■ **YOUR OBJECTIVE**
Starting at the first line of the records and ending at the line that contains "xmin=0 ymin=278 xmax=62 ymax=294", rewrite that part with "cabinet drawer" changed to "dresser drawer" and everything else left unchanged.

* * * * * * * * *

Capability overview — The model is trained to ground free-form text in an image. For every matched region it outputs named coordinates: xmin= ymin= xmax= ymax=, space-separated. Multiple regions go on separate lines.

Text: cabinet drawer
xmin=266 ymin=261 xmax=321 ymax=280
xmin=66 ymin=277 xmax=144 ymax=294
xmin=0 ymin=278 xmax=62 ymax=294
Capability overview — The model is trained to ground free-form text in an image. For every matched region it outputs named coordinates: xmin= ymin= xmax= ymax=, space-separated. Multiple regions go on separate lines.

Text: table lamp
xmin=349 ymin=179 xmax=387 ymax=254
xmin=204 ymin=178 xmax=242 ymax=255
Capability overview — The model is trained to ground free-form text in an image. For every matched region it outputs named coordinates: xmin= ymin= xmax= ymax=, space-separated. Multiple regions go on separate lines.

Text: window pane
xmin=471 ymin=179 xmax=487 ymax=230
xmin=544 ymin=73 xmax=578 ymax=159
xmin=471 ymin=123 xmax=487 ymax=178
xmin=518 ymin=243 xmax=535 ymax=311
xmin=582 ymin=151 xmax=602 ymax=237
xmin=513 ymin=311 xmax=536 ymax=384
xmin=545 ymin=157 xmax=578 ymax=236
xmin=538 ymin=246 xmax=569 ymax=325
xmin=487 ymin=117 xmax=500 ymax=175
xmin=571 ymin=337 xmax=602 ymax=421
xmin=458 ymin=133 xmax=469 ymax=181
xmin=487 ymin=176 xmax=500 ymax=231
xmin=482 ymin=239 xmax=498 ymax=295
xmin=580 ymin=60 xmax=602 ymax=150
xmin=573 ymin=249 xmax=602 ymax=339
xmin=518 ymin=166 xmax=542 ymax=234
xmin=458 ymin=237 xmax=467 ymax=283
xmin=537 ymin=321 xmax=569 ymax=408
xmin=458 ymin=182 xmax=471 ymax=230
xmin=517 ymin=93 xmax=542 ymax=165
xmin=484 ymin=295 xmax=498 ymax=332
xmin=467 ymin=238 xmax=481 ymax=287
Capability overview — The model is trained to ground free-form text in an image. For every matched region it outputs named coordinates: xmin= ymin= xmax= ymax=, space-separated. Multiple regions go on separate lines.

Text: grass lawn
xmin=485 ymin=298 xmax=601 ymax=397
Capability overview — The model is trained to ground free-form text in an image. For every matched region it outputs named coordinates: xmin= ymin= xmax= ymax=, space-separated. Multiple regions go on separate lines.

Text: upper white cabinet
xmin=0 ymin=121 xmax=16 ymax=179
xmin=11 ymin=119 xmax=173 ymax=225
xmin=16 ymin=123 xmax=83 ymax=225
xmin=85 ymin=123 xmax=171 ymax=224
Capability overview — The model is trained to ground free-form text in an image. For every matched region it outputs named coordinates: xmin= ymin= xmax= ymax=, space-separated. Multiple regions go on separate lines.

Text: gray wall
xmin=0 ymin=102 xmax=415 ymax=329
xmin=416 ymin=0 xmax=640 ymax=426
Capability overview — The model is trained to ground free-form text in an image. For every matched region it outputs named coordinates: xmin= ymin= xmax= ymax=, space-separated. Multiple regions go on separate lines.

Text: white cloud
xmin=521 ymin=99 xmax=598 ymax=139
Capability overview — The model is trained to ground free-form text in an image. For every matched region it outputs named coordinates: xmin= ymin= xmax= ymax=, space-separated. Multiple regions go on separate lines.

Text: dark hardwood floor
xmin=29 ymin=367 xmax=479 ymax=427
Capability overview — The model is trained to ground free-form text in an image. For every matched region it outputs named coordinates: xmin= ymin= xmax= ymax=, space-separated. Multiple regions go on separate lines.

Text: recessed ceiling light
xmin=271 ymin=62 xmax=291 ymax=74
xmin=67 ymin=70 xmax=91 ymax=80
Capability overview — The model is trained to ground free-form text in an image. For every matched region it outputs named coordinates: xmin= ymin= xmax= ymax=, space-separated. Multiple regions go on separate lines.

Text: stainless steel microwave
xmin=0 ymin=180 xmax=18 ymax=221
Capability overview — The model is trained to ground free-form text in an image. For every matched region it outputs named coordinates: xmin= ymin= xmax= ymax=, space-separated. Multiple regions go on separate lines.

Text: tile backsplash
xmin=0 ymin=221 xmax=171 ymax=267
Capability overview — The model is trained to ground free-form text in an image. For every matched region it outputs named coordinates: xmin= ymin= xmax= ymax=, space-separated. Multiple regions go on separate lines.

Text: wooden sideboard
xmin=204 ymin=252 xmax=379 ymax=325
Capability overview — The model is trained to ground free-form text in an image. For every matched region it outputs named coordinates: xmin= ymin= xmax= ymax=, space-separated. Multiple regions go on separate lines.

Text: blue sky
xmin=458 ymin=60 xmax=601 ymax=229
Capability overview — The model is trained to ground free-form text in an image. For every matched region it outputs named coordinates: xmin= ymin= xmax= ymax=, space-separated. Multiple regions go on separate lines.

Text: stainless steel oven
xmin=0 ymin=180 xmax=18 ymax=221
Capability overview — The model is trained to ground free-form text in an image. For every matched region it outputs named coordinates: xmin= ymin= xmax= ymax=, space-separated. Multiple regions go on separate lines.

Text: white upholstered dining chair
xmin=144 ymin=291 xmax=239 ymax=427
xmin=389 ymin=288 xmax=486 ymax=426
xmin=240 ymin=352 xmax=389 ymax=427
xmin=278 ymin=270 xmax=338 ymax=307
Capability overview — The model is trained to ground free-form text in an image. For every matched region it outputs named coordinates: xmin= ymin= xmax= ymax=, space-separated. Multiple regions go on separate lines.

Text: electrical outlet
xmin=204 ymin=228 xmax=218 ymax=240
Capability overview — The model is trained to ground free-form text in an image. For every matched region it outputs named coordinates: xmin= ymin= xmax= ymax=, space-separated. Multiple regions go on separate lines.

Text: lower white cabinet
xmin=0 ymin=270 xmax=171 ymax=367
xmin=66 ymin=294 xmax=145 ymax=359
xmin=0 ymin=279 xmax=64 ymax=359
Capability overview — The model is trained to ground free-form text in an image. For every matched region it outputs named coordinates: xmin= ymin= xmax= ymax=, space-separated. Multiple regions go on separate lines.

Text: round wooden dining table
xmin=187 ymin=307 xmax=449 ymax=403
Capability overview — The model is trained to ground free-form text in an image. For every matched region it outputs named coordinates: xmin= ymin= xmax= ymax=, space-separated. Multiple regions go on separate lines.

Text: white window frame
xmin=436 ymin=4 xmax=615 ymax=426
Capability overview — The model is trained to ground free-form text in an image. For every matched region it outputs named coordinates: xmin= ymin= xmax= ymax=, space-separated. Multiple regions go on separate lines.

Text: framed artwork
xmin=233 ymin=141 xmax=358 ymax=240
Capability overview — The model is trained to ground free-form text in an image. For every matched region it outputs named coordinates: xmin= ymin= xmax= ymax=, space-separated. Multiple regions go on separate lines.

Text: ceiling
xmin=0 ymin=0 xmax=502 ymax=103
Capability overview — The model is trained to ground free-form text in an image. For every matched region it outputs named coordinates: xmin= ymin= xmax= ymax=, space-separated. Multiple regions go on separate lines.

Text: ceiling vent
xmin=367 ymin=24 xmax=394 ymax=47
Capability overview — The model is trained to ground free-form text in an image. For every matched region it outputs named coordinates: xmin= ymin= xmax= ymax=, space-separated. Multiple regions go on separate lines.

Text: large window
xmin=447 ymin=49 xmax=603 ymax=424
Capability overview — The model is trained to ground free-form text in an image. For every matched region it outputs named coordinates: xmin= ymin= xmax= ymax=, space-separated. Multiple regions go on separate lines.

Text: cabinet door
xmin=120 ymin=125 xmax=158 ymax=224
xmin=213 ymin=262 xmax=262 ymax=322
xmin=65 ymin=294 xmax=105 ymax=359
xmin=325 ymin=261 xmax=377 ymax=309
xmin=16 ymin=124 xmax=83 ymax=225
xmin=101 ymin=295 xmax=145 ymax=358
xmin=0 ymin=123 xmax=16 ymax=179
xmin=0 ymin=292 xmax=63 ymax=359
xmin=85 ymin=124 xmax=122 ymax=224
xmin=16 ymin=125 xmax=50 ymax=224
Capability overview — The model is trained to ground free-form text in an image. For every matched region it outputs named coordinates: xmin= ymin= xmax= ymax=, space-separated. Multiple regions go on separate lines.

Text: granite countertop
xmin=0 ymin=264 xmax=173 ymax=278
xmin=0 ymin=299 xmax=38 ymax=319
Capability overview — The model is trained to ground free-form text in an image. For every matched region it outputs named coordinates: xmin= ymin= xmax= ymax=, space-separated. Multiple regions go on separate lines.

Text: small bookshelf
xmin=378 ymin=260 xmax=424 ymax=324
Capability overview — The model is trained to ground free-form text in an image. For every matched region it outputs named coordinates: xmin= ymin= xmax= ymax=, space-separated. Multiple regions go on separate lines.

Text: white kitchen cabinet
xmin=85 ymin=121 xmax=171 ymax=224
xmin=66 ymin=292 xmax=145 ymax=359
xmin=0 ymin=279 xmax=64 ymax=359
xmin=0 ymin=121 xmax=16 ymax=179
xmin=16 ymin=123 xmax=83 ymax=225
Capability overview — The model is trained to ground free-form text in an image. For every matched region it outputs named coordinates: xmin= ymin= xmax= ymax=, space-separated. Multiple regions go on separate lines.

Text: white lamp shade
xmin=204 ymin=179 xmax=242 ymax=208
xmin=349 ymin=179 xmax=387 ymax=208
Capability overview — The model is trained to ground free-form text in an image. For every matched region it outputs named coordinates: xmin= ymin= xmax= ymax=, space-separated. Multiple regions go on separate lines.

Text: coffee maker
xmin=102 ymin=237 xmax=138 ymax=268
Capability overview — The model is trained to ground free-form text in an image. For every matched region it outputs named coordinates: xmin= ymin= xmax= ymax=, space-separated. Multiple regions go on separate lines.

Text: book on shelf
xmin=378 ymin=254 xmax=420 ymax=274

* * * * * * * * *

■ **RESULT**
Capability overview — The model is trained to ground free-form text in an image. For every matched region it outputs named coordinates: xmin= ymin= xmax= ymax=, space-separated. Multiple regions go on separate lines.

Text: dresser drawer
xmin=266 ymin=261 xmax=321 ymax=280
xmin=66 ymin=277 xmax=144 ymax=294
xmin=0 ymin=278 xmax=62 ymax=294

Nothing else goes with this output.